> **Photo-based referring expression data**

◇ ◇ ◇

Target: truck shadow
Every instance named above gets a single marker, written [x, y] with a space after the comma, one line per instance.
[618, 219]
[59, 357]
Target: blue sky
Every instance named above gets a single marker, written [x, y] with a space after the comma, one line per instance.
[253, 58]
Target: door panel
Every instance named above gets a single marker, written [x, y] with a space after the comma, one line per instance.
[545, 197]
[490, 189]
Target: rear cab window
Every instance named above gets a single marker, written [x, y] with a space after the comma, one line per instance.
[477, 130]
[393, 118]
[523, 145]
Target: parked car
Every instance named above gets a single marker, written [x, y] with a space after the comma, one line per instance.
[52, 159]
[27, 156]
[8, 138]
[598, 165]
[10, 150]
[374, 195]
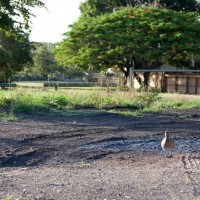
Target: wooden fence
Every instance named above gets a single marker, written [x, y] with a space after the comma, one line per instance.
[183, 83]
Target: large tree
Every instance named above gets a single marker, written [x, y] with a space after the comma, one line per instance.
[150, 36]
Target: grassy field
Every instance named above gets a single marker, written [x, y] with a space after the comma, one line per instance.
[38, 101]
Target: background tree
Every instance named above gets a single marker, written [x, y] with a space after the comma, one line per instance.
[16, 13]
[14, 32]
[150, 36]
[44, 66]
[14, 53]
[92, 8]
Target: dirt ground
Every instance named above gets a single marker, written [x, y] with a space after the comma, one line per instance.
[100, 156]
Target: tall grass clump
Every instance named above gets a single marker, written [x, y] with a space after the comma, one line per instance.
[39, 101]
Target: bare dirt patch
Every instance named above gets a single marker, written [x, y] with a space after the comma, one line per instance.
[100, 156]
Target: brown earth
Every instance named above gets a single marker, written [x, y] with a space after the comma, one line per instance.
[100, 156]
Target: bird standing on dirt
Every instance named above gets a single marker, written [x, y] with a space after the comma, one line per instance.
[167, 144]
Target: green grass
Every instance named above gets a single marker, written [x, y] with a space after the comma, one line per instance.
[62, 102]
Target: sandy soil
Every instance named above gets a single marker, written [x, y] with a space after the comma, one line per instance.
[101, 156]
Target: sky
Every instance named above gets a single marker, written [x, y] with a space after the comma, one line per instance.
[49, 24]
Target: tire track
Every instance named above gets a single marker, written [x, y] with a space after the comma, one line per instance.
[191, 165]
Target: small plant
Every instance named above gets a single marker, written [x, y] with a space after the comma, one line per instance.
[147, 98]
[188, 180]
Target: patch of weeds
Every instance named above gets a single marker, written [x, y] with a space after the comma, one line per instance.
[8, 117]
[185, 116]
[11, 197]
[175, 198]
[74, 113]
[83, 165]
[2, 174]
[148, 98]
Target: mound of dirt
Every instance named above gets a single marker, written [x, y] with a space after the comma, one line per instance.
[100, 156]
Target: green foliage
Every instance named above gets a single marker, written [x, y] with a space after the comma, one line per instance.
[153, 36]
[14, 53]
[39, 102]
[17, 13]
[94, 8]
[8, 117]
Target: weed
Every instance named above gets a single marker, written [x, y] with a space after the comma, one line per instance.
[8, 117]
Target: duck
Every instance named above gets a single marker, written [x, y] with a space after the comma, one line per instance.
[167, 144]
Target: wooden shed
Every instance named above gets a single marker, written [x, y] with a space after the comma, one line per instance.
[176, 82]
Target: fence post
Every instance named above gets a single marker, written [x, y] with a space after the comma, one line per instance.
[131, 74]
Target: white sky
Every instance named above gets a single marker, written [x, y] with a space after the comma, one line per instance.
[49, 25]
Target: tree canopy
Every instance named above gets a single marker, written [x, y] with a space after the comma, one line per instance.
[149, 35]
[93, 8]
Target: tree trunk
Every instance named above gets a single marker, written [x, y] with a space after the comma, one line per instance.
[146, 80]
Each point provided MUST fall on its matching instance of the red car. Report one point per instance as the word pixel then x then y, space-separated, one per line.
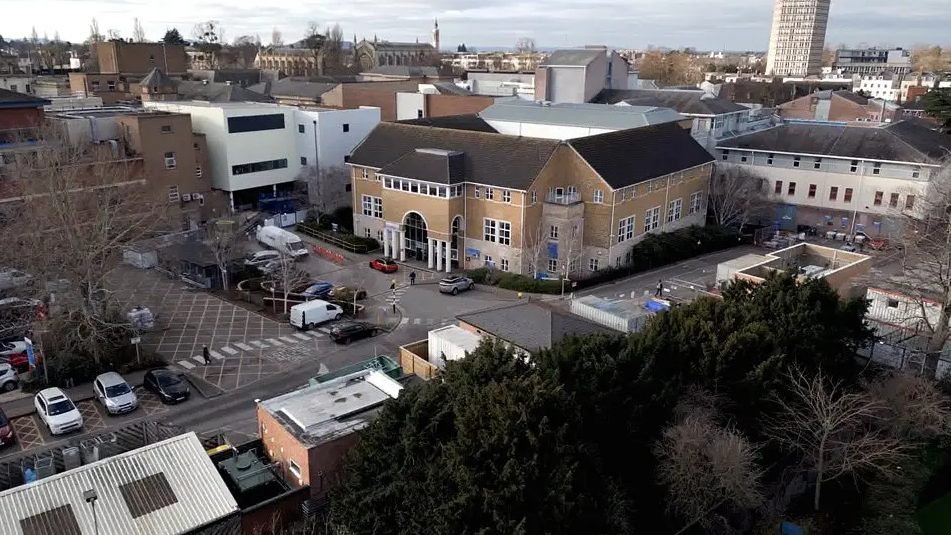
pixel 386 265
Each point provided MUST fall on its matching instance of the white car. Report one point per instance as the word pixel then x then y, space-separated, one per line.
pixel 57 411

◇ ◇ ◇

> **Exercise prompt**
Lines holding the string "fence" must be copied out of the entries above.

> **Task result**
Target: wooden fence
Target: fence post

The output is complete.